→ PROBLEM DETAILS:
Write each of the lines below as a string in a JSON list, one string per line, and skip any blank lines. Leave the pictures out of the list.

→ EXTRACTED DATA:
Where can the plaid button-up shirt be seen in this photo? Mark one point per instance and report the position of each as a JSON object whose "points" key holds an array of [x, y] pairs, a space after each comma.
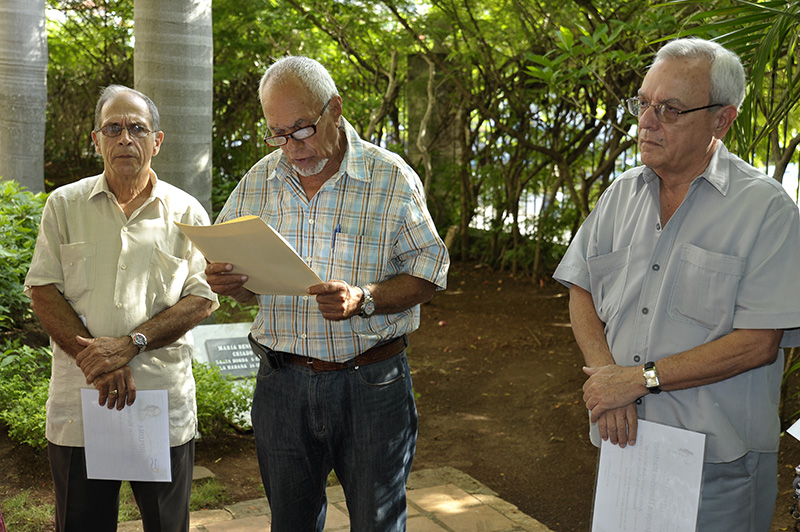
{"points": [[375, 207]]}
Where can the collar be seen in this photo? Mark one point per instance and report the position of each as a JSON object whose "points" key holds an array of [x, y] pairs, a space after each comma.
{"points": [[715, 174]]}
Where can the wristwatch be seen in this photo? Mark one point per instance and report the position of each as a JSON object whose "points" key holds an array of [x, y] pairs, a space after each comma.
{"points": [[139, 340], [368, 304], [651, 377]]}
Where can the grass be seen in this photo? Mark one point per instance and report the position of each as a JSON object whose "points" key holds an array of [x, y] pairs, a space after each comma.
{"points": [[23, 514]]}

→ IN RESPONSE:
[
  "Where can the plaid button-up shirt be seen in this photo? Mark one point per instance and report the position of each as a JSON object whose \"points\" key holds an array of [x, y] pairs, a space after each comma.",
  "{\"points\": [[375, 207]]}",
  "Where can the collar be seen in this photo? Mark one point per instance and report the position of each as a JSON object whose \"points\" key holds an array of [x, y] pairs, a space after each comma.",
  "{\"points\": [[715, 174]]}",
  "Where can the wristwatch be seen in this photo? Mark one point per instance and report the position of each as a JSON object whose \"points\" key holds an array of [x, y] pairs, a space after each comma.",
  "{\"points\": [[139, 340], [368, 304], [651, 377]]}",
  "Where can the grass be seen in this photo? Mark one point per instance and report the position of each as a JSON object whose \"points\" key holds an array of [x, y] pairs, a space after each comma.",
  "{\"points\": [[23, 514]]}"
]